SOURCE MATERIAL:
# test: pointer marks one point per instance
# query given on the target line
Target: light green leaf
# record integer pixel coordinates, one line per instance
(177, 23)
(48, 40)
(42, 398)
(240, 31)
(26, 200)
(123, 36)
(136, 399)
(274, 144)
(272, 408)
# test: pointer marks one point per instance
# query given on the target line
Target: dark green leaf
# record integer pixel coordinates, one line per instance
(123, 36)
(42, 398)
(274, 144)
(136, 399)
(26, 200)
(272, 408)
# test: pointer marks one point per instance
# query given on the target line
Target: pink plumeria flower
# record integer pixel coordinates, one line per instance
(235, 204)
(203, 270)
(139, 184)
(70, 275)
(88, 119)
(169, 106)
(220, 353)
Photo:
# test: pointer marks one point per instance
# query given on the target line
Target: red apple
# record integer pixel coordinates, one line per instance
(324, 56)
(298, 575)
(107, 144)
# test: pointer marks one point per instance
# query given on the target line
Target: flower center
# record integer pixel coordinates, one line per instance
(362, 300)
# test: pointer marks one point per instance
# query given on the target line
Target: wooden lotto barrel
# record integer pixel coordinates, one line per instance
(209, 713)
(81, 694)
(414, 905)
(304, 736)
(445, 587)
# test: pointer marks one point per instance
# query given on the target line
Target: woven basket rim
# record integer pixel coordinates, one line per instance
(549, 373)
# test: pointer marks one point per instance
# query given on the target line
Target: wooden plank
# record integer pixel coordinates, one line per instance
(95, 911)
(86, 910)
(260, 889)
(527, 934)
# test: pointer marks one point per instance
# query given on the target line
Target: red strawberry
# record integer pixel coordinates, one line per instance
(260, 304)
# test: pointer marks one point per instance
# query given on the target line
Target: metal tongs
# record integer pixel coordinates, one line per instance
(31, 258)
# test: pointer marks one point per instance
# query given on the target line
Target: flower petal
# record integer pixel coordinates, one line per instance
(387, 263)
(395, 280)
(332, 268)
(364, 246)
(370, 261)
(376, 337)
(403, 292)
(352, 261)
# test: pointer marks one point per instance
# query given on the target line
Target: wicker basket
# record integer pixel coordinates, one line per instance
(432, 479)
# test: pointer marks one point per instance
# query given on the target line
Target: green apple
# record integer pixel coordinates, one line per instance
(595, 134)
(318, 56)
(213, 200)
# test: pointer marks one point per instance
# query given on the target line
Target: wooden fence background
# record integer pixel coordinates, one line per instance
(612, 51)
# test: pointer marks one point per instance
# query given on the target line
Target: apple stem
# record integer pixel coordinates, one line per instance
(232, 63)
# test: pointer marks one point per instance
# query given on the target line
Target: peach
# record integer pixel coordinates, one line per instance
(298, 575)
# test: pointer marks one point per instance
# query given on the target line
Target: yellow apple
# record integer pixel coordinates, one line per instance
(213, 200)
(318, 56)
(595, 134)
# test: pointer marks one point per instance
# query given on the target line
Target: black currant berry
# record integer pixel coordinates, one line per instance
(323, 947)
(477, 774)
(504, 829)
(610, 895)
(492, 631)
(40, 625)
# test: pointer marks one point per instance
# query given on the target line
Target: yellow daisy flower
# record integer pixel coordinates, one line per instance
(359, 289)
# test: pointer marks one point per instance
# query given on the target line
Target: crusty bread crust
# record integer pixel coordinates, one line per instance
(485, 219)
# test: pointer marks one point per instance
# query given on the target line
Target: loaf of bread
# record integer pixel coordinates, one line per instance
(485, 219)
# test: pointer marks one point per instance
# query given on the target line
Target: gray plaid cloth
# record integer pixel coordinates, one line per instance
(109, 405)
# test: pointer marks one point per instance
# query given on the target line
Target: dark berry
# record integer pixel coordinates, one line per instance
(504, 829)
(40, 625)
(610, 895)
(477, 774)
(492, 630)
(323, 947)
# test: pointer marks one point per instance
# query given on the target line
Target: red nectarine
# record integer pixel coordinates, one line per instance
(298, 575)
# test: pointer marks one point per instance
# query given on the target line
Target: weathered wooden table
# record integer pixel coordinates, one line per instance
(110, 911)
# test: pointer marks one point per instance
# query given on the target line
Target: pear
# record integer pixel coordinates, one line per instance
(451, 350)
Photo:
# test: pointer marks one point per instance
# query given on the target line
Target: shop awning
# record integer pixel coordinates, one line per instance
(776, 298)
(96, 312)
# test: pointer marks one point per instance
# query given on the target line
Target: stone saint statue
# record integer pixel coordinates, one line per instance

YOUR OBJECTIVE:
Please set down each line of the records exactly as given.

SOLUTION TO THIS TASK:
# test: pointer marks one point per instance
# query given on the target line
Target: light green leaf
# record integer pixel coordinates, one line per instance
(177, 23)
(48, 40)
(42, 398)
(240, 31)
(26, 200)
(123, 36)
(136, 399)
(274, 144)
(272, 408)
# test: pointer marks one point per instance
# query given on the target line
Target: dark green leaf
# record integer pixel coordinates, one line per instance
(123, 36)
(42, 398)
(274, 144)
(136, 399)
(26, 200)
(272, 408)
# test: pointer marks one point per instance
# query given on the target line
Target: pink plumeria flower
# record integer pixel coordinates, one line per instance
(235, 204)
(203, 270)
(139, 184)
(70, 275)
(88, 119)
(169, 106)
(220, 353)
Photo:
# test: pointer marks one point per instance
# query given on the target line
Target: red apple
# record integer pixel coordinates, one line per instance
(324, 56)
(298, 575)
(107, 144)
# test: pointer marks one point per instance
# query given on the target line
Target: flower center
# record integer pixel coordinates, one line per instance
(362, 300)
# test: pointer marks one point per instance
# query given on the target line
Target: wooden lotto barrel
# record integer pixel coordinates, one line per instance
(209, 713)
(81, 694)
(414, 905)
(304, 736)
(445, 587)
# test: pointer marks one point per instance
# query given on the target line
Target: woven basket rim
# record integer pixel coordinates, one line per instance
(549, 373)
# test: pointer marks one point per instance
# query given on the target line
Target: wooden plank
# record integer pixel coordinates, one line per instance
(95, 911)
(86, 910)
(260, 889)
(527, 934)
# test: pointer marks one point per instance
# query given on the target line
Target: red strawberry
# record integer pixel coordinates, one line per instance
(260, 304)
# test: pointer marks one point per instance
# query given on the target line
Target: metal tongs
# record integer pixel coordinates, one line per instance
(31, 258)
# test: pointer marks one point per instance
# query given on the target line
Target: flower petal
# record integer pixel coordinates, one line per instance
(387, 263)
(395, 280)
(332, 268)
(364, 246)
(370, 261)
(376, 337)
(403, 292)
(352, 261)
# test: pointer marks one point per instance
# query given on the target line
Target: wicker basket
# record integer pixel coordinates, one line per instance
(432, 479)
# test: pointer marks one point per instance
# query given on the target line
Target: green apple
# record integer pixel coordinates, one line per instance
(595, 134)
(318, 56)
(213, 200)
# test: pointer marks one point per instance
# query given on the target line
Target: wooden fence background
# record integer pixel coordinates, one line per instance
(612, 51)
# test: pointer marks one point per instance
# query given on the target line
Target: apple stem
# record integer pixel coordinates, one line per instance
(232, 63)
# test: pointer marks one point per instance
# query given on the target line
Target: peach
# record integer pixel coordinates, one line per instance
(298, 575)
# test: pointer marks one point per instance
# query given on the target line
Target: yellow apple
# record integer pixel coordinates, one line per instance
(213, 200)
(318, 56)
(595, 134)
# test: pointer marks one point per instance
# query given on the target line
Target: black currant berry
# record integer pixel coordinates, one line per instance
(323, 947)
(477, 774)
(504, 829)
(610, 895)
(492, 631)
(40, 625)
# test: pointer marks one point per instance
# query given on the target line
Target: yellow daisy flower
# record integer pixel coordinates, one line per instance
(359, 289)
# test: pointer marks one point per instance
# query given on the target line
Target: crusty bread crust
# record integer pixel coordinates, one line per instance
(485, 219)
# test: pointer marks one point per instance
# query given on the target line
Target: loaf of bread
# record integer pixel coordinates, one line per instance
(485, 219)
# test: pointer marks one point per instance
# query given on the target line
Target: gray plaid cloth
# record integer pixel coordinates, one line per instance
(109, 405)
# test: pointer marks one point per instance
# query given on the target line
Target: dark berry
# record integer pixel coordinates, one line per instance
(504, 829)
(40, 625)
(610, 895)
(477, 774)
(492, 630)
(323, 947)
# test: pointer marks one point per instance
# query given on the target line
Target: red nectarine
# record integer pixel coordinates, one line per instance
(298, 575)
# test: pointer marks one point per instance
# query given on the target line
Target: weathered wooden table
# record integer pixel coordinates, one line per instance
(110, 911)
# test: pointer marks one point per instance
# query given on the target line
Target: pear
# record integer pixel coordinates, one line per instance
(451, 350)
Photo:
# test: pointer marks one point per instance
# query given on the target line
Target: shop awning
# record integer pixel coordinates, one line per instance
(776, 298)
(96, 312)
# test: pointer marks one point per instance
# query given on the target line
Target: stone saint statue
# record integer pixel coordinates, one line per instance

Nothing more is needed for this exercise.